[Named-object pointing lines]

START

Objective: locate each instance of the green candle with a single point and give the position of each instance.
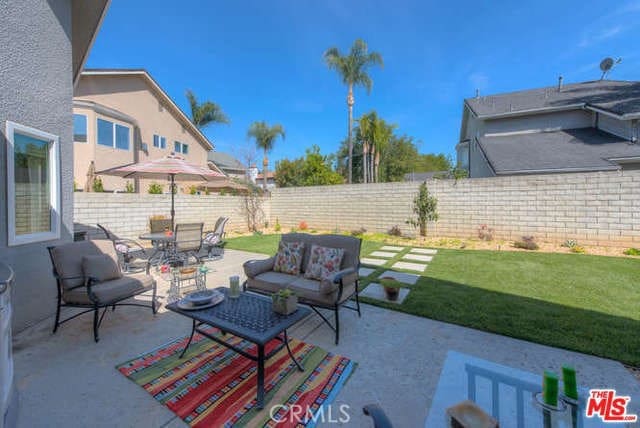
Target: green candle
(570, 384)
(550, 388)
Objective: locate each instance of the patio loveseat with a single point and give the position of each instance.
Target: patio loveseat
(331, 290)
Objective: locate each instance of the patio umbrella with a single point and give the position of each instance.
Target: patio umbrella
(171, 167)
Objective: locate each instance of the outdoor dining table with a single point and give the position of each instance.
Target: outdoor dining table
(163, 245)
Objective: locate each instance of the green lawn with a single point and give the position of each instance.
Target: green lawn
(585, 303)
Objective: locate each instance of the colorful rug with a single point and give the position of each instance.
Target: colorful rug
(214, 386)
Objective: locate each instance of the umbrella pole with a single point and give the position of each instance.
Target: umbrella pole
(173, 212)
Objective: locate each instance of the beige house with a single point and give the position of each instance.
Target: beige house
(122, 117)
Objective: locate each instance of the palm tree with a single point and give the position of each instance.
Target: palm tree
(353, 70)
(265, 137)
(206, 113)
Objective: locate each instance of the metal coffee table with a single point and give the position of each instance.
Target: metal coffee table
(249, 317)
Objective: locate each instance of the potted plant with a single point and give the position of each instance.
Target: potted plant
(285, 301)
(391, 287)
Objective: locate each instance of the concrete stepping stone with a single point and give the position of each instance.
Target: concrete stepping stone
(424, 251)
(362, 272)
(406, 278)
(417, 257)
(418, 267)
(372, 262)
(376, 291)
(383, 254)
(391, 248)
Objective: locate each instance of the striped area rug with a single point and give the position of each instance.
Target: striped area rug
(212, 386)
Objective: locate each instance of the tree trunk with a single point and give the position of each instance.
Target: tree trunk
(350, 102)
(265, 163)
(364, 161)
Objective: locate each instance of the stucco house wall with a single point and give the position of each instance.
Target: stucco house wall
(133, 97)
(36, 90)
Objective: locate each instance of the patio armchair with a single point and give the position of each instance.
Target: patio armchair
(188, 241)
(214, 240)
(130, 253)
(88, 276)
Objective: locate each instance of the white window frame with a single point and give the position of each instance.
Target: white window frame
(54, 180)
(113, 142)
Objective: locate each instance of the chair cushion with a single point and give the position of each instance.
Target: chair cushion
(67, 259)
(289, 257)
(111, 291)
(100, 267)
(323, 262)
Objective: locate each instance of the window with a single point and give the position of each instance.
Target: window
(113, 134)
(33, 185)
(159, 142)
(79, 128)
(179, 147)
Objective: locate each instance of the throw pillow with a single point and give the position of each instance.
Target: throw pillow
(101, 267)
(289, 257)
(323, 262)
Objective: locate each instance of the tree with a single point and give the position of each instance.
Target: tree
(206, 113)
(314, 169)
(352, 68)
(425, 208)
(265, 137)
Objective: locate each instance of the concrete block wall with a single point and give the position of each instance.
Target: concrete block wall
(593, 208)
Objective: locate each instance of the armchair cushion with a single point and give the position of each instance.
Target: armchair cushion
(323, 262)
(253, 268)
(289, 257)
(111, 291)
(100, 267)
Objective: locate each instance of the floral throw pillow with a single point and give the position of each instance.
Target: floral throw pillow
(289, 257)
(324, 262)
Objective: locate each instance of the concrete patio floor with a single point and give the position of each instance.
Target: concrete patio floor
(68, 380)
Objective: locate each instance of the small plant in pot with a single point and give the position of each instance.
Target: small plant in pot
(391, 287)
(284, 301)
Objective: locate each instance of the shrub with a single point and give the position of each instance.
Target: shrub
(155, 189)
(485, 233)
(425, 208)
(394, 231)
(526, 243)
(97, 185)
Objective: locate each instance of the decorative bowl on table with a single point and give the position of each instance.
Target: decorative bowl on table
(202, 297)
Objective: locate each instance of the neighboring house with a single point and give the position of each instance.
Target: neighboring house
(124, 116)
(45, 45)
(590, 126)
(271, 180)
(228, 164)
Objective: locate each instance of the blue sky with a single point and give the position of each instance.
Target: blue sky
(262, 60)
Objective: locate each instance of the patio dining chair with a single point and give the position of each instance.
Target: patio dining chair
(131, 254)
(88, 276)
(213, 240)
(188, 241)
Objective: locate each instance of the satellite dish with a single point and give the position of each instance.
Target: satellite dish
(607, 64)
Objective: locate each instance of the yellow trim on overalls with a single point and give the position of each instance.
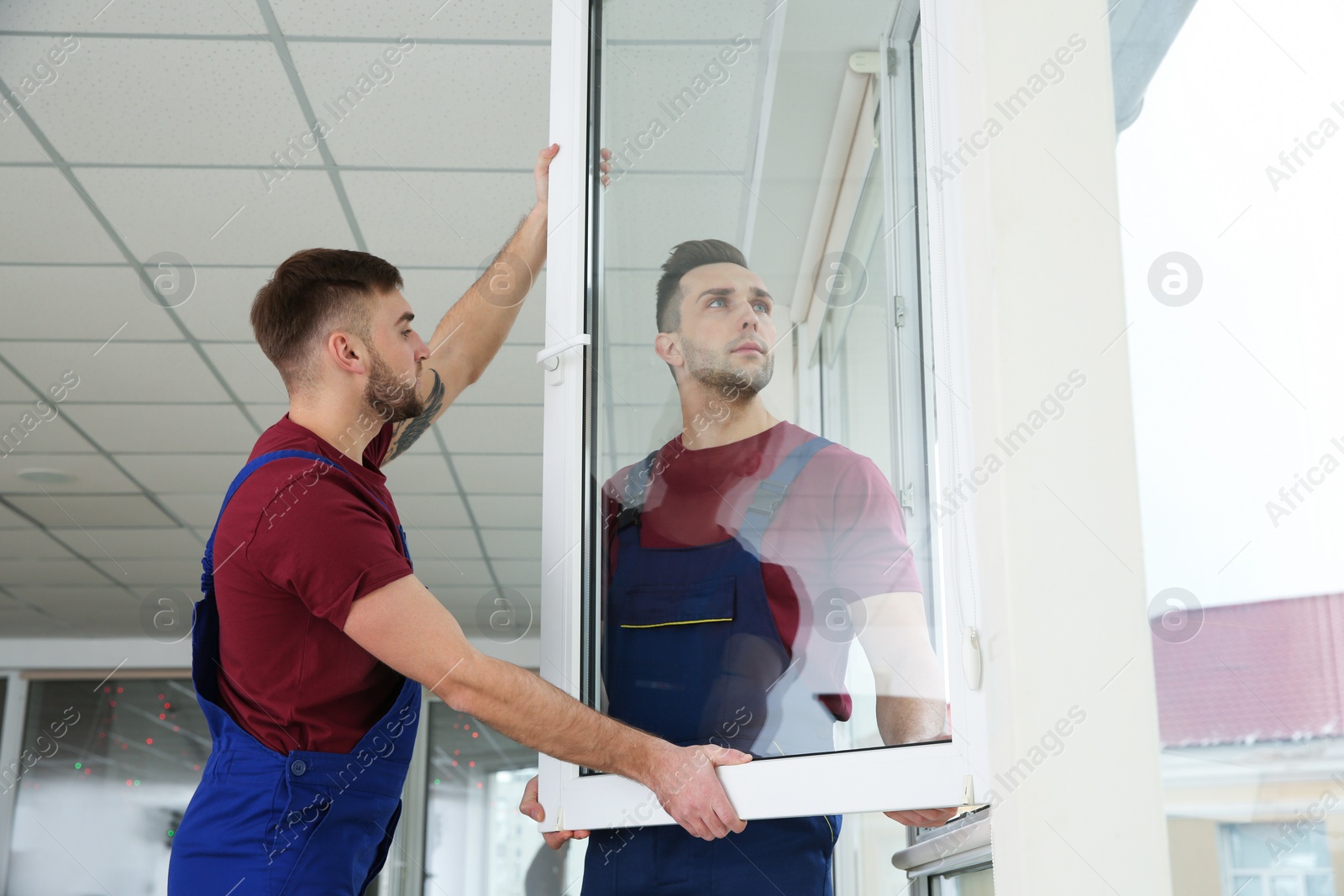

END

Render the stretch of lines above, from the line containing "Objective: locate each instance of the decorative" through the final line, as a JSON list of strings with one string per line and blank lines omitted. Leave the pictures out.

[
  "Objective: locate each instance of the decorative bowl on table with a single point and give the position of each instance.",
  "Target: decorative bowl on table",
  "(202, 297)",
  "Objective: locate each instance of the neighboring house with a single point and give the position of each instance.",
  "Target: neighboring house",
  "(124, 116)",
  "(45, 45)",
  "(590, 126)",
  "(271, 180)",
  "(228, 164)",
  "Objective: locate each instance of the blue sky with a single point and give the position of each instance.",
  "Target: blue sky",
  "(262, 60)",
  "Objective: locate each instance of the patio dining chair with a single point and give the position of each instance.",
  "Target: patio dining chair",
  "(131, 254)",
  "(88, 276)",
  "(213, 240)",
  "(188, 241)",
  "Objective: locate each instance of the satellite dish with a single point and give the position of each instance.",
  "Target: satellite dish",
  "(607, 64)",
  "Objective: locate each instance of the yellow trim on overalls with a single point and give the position of each instance."
]